## RECORDS FOR THIS TASK
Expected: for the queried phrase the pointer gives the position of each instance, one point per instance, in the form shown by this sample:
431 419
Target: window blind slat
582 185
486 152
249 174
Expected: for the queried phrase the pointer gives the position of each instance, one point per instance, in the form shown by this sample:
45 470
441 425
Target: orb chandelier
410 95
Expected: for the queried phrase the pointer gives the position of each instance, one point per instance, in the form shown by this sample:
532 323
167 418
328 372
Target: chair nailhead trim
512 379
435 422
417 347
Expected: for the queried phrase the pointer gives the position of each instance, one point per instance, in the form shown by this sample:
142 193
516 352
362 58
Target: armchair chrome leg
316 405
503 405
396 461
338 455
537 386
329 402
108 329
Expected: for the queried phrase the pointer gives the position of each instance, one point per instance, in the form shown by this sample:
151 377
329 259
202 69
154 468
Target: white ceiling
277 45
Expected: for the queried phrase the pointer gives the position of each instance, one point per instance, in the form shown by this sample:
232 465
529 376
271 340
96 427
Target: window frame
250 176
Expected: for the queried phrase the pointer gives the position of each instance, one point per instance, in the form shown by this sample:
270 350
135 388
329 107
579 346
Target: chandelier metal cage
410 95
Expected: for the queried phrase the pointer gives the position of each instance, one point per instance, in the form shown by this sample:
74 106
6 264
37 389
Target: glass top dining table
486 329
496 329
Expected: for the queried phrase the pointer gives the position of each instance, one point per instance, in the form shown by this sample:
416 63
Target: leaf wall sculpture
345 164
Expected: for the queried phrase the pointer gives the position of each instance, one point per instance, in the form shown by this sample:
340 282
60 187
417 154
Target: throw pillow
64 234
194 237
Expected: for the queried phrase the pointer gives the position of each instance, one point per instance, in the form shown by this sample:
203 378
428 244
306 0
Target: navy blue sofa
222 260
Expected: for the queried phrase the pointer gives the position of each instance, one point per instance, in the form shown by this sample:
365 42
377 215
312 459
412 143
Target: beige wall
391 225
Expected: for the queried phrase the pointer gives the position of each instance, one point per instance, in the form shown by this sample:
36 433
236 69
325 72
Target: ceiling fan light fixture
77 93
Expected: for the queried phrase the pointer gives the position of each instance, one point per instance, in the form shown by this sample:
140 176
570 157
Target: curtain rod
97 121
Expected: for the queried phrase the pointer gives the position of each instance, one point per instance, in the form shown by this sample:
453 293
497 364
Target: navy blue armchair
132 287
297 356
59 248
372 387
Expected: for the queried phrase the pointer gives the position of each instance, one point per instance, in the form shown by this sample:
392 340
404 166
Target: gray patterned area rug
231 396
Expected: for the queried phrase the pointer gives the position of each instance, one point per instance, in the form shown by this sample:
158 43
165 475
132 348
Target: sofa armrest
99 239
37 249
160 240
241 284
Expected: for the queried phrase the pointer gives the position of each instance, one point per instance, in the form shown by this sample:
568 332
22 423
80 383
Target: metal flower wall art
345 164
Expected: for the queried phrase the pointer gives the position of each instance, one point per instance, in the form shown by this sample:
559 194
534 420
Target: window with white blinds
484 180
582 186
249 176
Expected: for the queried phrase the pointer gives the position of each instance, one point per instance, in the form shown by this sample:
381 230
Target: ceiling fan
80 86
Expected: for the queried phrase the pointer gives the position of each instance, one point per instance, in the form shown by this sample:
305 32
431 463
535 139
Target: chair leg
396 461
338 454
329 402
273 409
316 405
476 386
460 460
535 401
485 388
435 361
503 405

## STATED PROBLEM
Extract every line of the material that contains the string "armchair", matching case exactly.

## RESPONSE TO THIS TASK
Target: armchair chrome leg
Target: navy blue armchair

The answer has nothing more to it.